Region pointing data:
· · · · · · ·

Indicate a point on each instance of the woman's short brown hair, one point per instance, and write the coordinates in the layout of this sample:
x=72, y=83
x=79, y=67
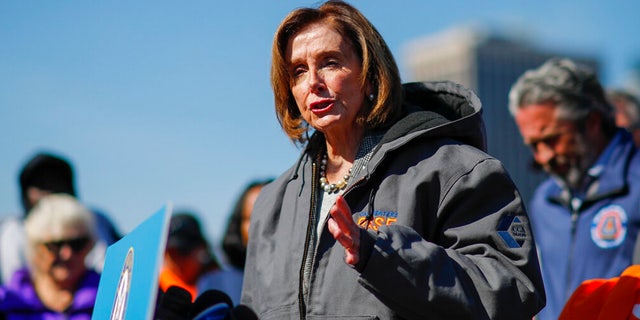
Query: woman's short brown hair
x=379, y=68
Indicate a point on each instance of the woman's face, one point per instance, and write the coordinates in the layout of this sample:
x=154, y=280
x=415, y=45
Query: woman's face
x=325, y=72
x=62, y=259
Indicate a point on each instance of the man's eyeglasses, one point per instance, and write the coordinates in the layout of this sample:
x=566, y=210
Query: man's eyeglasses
x=76, y=244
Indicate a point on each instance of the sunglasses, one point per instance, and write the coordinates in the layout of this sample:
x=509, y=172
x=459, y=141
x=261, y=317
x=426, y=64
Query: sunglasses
x=76, y=244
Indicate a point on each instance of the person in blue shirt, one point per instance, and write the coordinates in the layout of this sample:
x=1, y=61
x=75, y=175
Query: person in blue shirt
x=585, y=217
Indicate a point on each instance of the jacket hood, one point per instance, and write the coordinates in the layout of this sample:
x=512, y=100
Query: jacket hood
x=441, y=109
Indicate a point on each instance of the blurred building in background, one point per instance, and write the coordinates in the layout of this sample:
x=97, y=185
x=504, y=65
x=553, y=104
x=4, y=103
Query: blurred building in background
x=488, y=63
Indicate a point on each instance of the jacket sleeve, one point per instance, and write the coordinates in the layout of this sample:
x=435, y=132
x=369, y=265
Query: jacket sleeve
x=481, y=263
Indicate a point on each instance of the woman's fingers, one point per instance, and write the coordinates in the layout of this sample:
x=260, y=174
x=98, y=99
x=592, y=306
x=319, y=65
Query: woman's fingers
x=345, y=230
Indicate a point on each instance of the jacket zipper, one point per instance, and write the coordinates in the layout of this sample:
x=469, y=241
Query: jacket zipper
x=575, y=207
x=301, y=303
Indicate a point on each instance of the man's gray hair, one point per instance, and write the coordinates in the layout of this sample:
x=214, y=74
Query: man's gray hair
x=572, y=87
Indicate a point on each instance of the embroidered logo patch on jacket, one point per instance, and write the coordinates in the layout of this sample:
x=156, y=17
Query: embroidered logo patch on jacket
x=512, y=231
x=609, y=226
x=380, y=218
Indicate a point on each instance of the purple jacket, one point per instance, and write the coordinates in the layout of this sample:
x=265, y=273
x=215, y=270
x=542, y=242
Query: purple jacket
x=19, y=301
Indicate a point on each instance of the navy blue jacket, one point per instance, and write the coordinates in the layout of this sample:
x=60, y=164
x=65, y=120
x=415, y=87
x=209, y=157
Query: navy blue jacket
x=592, y=236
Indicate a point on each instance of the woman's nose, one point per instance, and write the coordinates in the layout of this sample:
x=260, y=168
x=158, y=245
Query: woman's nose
x=316, y=81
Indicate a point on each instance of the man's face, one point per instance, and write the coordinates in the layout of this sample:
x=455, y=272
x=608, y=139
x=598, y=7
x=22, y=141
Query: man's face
x=557, y=145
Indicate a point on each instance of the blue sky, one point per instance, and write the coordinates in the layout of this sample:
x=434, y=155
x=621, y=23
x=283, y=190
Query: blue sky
x=158, y=101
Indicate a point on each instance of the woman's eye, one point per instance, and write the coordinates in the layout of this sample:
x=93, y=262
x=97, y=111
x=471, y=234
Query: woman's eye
x=332, y=63
x=298, y=72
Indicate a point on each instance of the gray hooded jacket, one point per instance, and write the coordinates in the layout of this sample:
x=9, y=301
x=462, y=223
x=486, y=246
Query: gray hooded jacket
x=448, y=236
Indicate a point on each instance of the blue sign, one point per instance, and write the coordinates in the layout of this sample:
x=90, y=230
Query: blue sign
x=129, y=282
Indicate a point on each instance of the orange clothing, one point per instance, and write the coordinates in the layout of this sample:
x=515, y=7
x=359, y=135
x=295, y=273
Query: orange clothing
x=168, y=278
x=610, y=299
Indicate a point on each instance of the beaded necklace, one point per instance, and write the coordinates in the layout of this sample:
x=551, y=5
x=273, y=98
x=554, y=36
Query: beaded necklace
x=325, y=184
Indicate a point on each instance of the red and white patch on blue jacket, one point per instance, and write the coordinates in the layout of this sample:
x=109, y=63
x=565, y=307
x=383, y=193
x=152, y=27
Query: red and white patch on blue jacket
x=609, y=226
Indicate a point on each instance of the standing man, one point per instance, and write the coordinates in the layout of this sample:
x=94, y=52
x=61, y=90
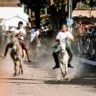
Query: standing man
x=64, y=35
x=20, y=33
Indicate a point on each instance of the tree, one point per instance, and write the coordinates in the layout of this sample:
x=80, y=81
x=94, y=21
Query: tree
x=35, y=5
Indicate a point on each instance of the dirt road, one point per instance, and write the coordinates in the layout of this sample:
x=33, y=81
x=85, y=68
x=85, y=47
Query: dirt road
x=40, y=80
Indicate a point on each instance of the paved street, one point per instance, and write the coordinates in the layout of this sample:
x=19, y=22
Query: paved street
x=40, y=80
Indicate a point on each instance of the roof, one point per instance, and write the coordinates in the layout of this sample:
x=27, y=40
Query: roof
x=13, y=21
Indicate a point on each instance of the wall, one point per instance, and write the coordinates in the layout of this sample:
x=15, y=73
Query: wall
x=8, y=12
x=84, y=13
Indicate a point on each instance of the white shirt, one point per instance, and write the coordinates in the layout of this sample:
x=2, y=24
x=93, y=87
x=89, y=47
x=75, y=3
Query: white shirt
x=63, y=35
x=34, y=34
x=16, y=30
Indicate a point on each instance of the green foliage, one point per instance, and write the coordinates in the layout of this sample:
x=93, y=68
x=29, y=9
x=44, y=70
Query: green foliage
x=91, y=3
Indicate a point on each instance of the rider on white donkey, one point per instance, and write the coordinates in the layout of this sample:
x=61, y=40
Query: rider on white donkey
x=63, y=35
x=20, y=33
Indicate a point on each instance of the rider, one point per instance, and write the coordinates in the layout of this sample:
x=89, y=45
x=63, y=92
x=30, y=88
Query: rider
x=20, y=33
x=65, y=36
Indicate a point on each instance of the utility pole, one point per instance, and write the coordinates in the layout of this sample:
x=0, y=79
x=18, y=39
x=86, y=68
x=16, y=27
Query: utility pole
x=70, y=9
x=70, y=13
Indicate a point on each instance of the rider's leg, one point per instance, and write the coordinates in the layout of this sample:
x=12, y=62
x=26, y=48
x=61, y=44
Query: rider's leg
x=56, y=59
x=9, y=45
x=26, y=50
x=70, y=52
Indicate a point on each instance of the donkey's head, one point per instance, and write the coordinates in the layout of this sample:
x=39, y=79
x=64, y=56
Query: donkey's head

· · · · · · ·

*WORK TASK*
Leave out the pictures and repeat exactly the lines from the first line of the data through the line containing "x=369, y=265". Add nothing else.

*SOLUTION TO THIS TASK*
Indicate a point on each instance of the woman's short brown hair, one point per instance, and write the coordinates in the layout of this sample:
x=72, y=83
x=79, y=67
Query: woman's short brown hair
x=379, y=68
Indicate a point on each instance of the woman's face, one point per instance, and write the coordinates in the layout of this sample:
x=154, y=280
x=415, y=45
Query: woman's face
x=325, y=72
x=62, y=259
Indicate a point on each instance of the man's eyeglasses, one point per instance, and write the coordinates in the layout of this sample:
x=566, y=210
Query: man's eyeglasses
x=76, y=244
Indicate a point on each instance of the sunglasses, one point per instance, and write the coordinates in the layout of this sample:
x=509, y=172
x=459, y=141
x=261, y=317
x=426, y=64
Query: sunglasses
x=76, y=244
Indicate a point on each instance of the person in blue shirt, one point per instance, and write the coordinates in the layout of this sample:
x=1, y=61
x=75, y=175
Query: person in blue shirt
x=585, y=217
Indicate a point on each instance of the jacket hood, one point per instance, and write the coordinates in the layout of this sample:
x=512, y=100
Query: jacket hood
x=441, y=109
Indicate a point on each instance of the blurred building in background, one point per instance, and write the coordinates in the layout of this sample:
x=97, y=185
x=504, y=65
x=553, y=104
x=4, y=103
Query: blurred building in background
x=488, y=63
Indicate a point on each instance of the jacket sleeve, one point per instance, and write the coordinates in the layout of this sample:
x=435, y=132
x=369, y=265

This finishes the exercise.